REQUIRED TASK 1
In the gas station approach below, why is the low bound of the binary search set to a very small positive value such as 1e-9? Answer in one to three sentences.
REQUIRED TASK 2
Carry on the gas station write-up below from its last step, adding what comes after the precision step.

PAGE TEXT

22(May) Minimize Max Distance to Gas Station

22. Minimize Max Distance to Gas Station

The problem can be found at the following link: Question Link

Problem Description

We have a horizontal number line. On that number line, we have gas stations at positions stations[0], stations[1], ..., stations[N-1], where n is the size of the stations array. We can add k more gas stations so that d, the maximum distance between adjacent gas stations, is minimized. We need to find the smallest possible value of d. Find the answer exactly to 2 decimal places.

Example 1:

Input:

n = 10
stations = [1, 2, 3, 4, 5, 6, 7, 8, 9, 10]
k = 9

Output:

0.50

Explanation: Each of the 9 stations can be added midway between all the existing adjacent stations.

My Approach

1. Sort the Array:

   • Ensure that the gas stations are in sorted order, which is already given in the problem constraints.

2. Binary Search:

   • Use binary search to find the smallest possible maximum distance d.

   • Set l (low) to a very small positive value (e.g., 1e-9) to avoid division by zero.

   • Set h (high) to the difference between the first and last gas stations in the array.

3. Counting Intervals:

   • For each mid-point (mid = (l + h) / 2.0) in the binary search, calculate the number of additional gas stations needed if mid were the maximum distance.

   • If the number of additional gas stations required exceeds k, adjust the binary search bounds accordingly.

4. Precision:

   • Continue the binary search until the difference between l and h is sufficiently small (e.g., 1e-6).

COLLECTED DATA
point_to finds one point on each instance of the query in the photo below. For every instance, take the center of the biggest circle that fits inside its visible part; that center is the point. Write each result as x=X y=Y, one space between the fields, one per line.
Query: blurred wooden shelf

REPLY 1
The low bound l is set to a tiny positive value like 1e-9 so that it never becomes zero. Each candidate distance is used to count the additional stations needed, and a distance of zero would cause division by zero.

REPLY 2
Time and Auxiliary Space Complexity

• Expected Time Complexity: O(n log k), as the binary search iterates over possible values of d and each iteration requires counting intervals which takes O(n) time.

• Expected Auxiliary Space Complexity: O(1), as we only use a constant amount of additional space.

Code

C++

class Solution {
    int countIntervals(double x, const vector<int>& v) {
        int ret = 0;
        for (size_t i = 0; i < v.size() - 1; ++i)
            ret += static_cast<int>(ceil((v[i + 1] - v[i]) / x)) - 1;
        return ret;
    }

public:
    double findSmallestMaxDist(vector<int>& s, int k) {
        sort(s.begin(), s.end());
        int n = s.size();
        double l = 1e-9; // Start with a very small positive value to avoid division by zero
        double h = s[n - 1] - s[0];

        while ((h - l) > 1e-6) {
            double mid = l + (h - l) / 2.0;
            int intervals = countIntervals(mid, s);
            if (intervals > k)
                l = mid;
            else
                h = mid;
        }
        return h;
    }
};

Java

class Solution {
    private int countIntervals(double x, int[] v) {
        int ret = 0;
        for (int i = 0; i < v.length - 1; i++)
            ret += (int)Math.ceil((v[i + 1] - v[i]) / x) - 1;
        return ret;
    }

    public double findSmallestMaxDist(int[] s, int k) {
        Arrays.sort(s);
        int n = s.length;
        double l = 1e-9;
        double h = s[n - 1] - s[0];

        while ((h - l) > 1e-6) {
            double mid = l + (h - l) / 2.0;
            int intervals = countIntervals(mid, s);
            if (intervals > k)
                l = mid;
            else
                h = mid;
        }
        return h;
    }
}

Python

import math

class Solution:
    def countIntervals(self, x, v):
        ret = 0
        for i in range(len(v) - 1):
            ret += math.ceil((v[i + 1] - v[i]) / x) - 1
        return ret

    def findSmallestMaxDist(self, stations, K):
        stations.sort()
        n = len(stations)
        l = 1e-9
        h = stations[-1] - stations[0]

        while (h - l) > 1e-6:
            mid = l + (h - l) / 2.0
            intervals = self.countIntervals(mid, stations)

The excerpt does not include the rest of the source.